• [THE PROBLEM]
Set down each of the records below word for word, leaving out the pictures.
--- start ---
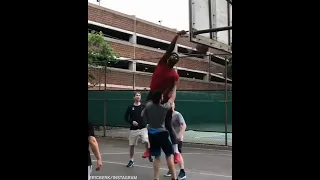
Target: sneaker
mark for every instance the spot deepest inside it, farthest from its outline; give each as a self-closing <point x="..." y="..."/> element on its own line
<point x="168" y="174"/>
<point x="146" y="154"/>
<point x="130" y="164"/>
<point x="177" y="158"/>
<point x="150" y="159"/>
<point x="181" y="175"/>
--- end ---
• [TASK ANSWER]
Target: sneaker
mark for every instance the spot deepest inside it, farthest from its outline; give each as a self-closing <point x="..." y="..."/> element on its own line
<point x="168" y="174"/>
<point x="146" y="154"/>
<point x="130" y="164"/>
<point x="177" y="158"/>
<point x="150" y="159"/>
<point x="181" y="175"/>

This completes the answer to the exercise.